**What is expected**
Quote every line below verbatim, and leave the pictures out of your answer.

**Position annotation records**
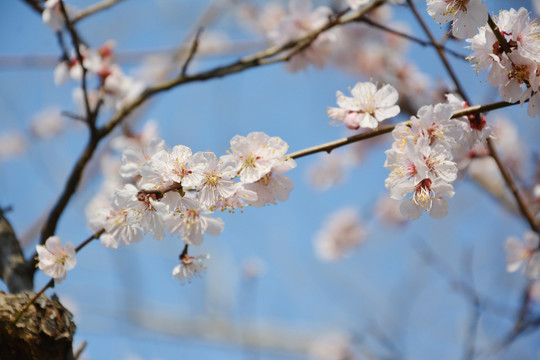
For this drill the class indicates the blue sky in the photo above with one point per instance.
(126, 302)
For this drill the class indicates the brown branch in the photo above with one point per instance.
(76, 44)
(94, 8)
(329, 146)
(51, 282)
(513, 187)
(192, 51)
(12, 264)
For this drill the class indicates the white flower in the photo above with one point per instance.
(54, 259)
(165, 168)
(133, 158)
(466, 15)
(52, 14)
(217, 178)
(190, 267)
(191, 222)
(332, 346)
(254, 156)
(429, 196)
(519, 252)
(341, 233)
(367, 107)
(144, 210)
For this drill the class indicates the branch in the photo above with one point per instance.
(92, 9)
(441, 53)
(513, 187)
(12, 264)
(192, 51)
(76, 44)
(51, 282)
(376, 25)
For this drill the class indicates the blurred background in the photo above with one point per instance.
(406, 292)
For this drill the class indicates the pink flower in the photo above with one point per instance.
(54, 259)
(367, 107)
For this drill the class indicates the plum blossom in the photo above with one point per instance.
(191, 222)
(342, 232)
(424, 171)
(514, 71)
(300, 21)
(54, 259)
(466, 15)
(190, 267)
(133, 158)
(255, 155)
(217, 179)
(523, 252)
(367, 107)
(144, 210)
(11, 144)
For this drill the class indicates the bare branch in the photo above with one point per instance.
(441, 53)
(192, 51)
(12, 263)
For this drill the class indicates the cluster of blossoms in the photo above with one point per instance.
(116, 87)
(176, 191)
(466, 15)
(422, 159)
(513, 67)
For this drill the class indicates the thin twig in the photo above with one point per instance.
(382, 27)
(51, 282)
(192, 51)
(513, 187)
(80, 350)
(329, 146)
(92, 9)
(441, 53)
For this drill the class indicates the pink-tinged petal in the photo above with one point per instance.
(439, 208)
(410, 210)
(386, 113)
(336, 113)
(351, 121)
(214, 226)
(531, 240)
(347, 103)
(532, 269)
(386, 96)
(367, 121)
(53, 244)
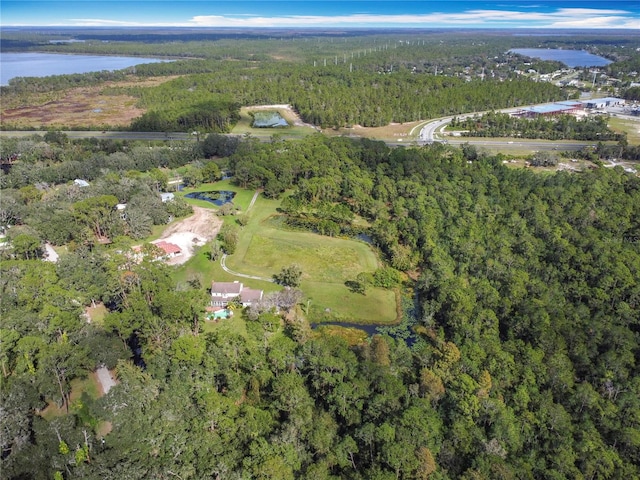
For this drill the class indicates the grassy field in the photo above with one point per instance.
(79, 386)
(326, 263)
(394, 132)
(630, 127)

**Task solution**
For this drill the class indicates the blue sky in the photo above with one point per instance.
(126, 302)
For this drill the class indicates the brown branch in the photo above with one point per instance.
(76, 44)
(94, 8)
(329, 146)
(51, 282)
(513, 187)
(192, 51)
(12, 264)
For this drill the class indicates the white flower in the photo above with one point per instance.
(54, 259)
(165, 168)
(133, 158)
(466, 15)
(52, 14)
(217, 178)
(190, 267)
(191, 222)
(332, 346)
(254, 156)
(429, 196)
(519, 252)
(341, 233)
(367, 107)
(144, 210)
For this drill the class indicates the branch in the photo above with one point per instance.
(92, 9)
(441, 53)
(513, 187)
(12, 264)
(192, 51)
(76, 44)
(51, 282)
(376, 25)
For this drill the class indicates the blurred background in the photo above with one point per instance.
(406, 292)
For this drill the class indicates the pink flower in the photo above with one point per instance.
(54, 259)
(367, 107)
For this drill the class indicates the plum blossom in the photo above with one point per instance.
(191, 222)
(342, 232)
(424, 171)
(514, 71)
(300, 21)
(54, 259)
(466, 15)
(190, 267)
(133, 158)
(255, 155)
(217, 179)
(523, 252)
(367, 107)
(144, 210)
(11, 144)
For this drill the class indicates the bare branch in the photo above with one point per instance.
(441, 53)
(192, 51)
(12, 263)
For this drill the class indicates the cluster of blossoms in the photo above with one point per instance.
(116, 87)
(176, 191)
(466, 15)
(422, 159)
(513, 67)
For this drill the class indicates the thin twig in the photo above with one point per instance.
(382, 27)
(51, 282)
(192, 51)
(513, 187)
(80, 350)
(329, 146)
(92, 9)
(441, 53)
For this drill the class indicates the pink-tinged petal in the photo above with one point per instance.
(439, 208)
(410, 210)
(386, 113)
(336, 113)
(351, 121)
(214, 226)
(531, 240)
(347, 103)
(532, 269)
(386, 96)
(367, 121)
(53, 244)
For this drill the class indicates the grassy field in the photo above with one point per instance.
(79, 386)
(326, 263)
(394, 132)
(630, 127)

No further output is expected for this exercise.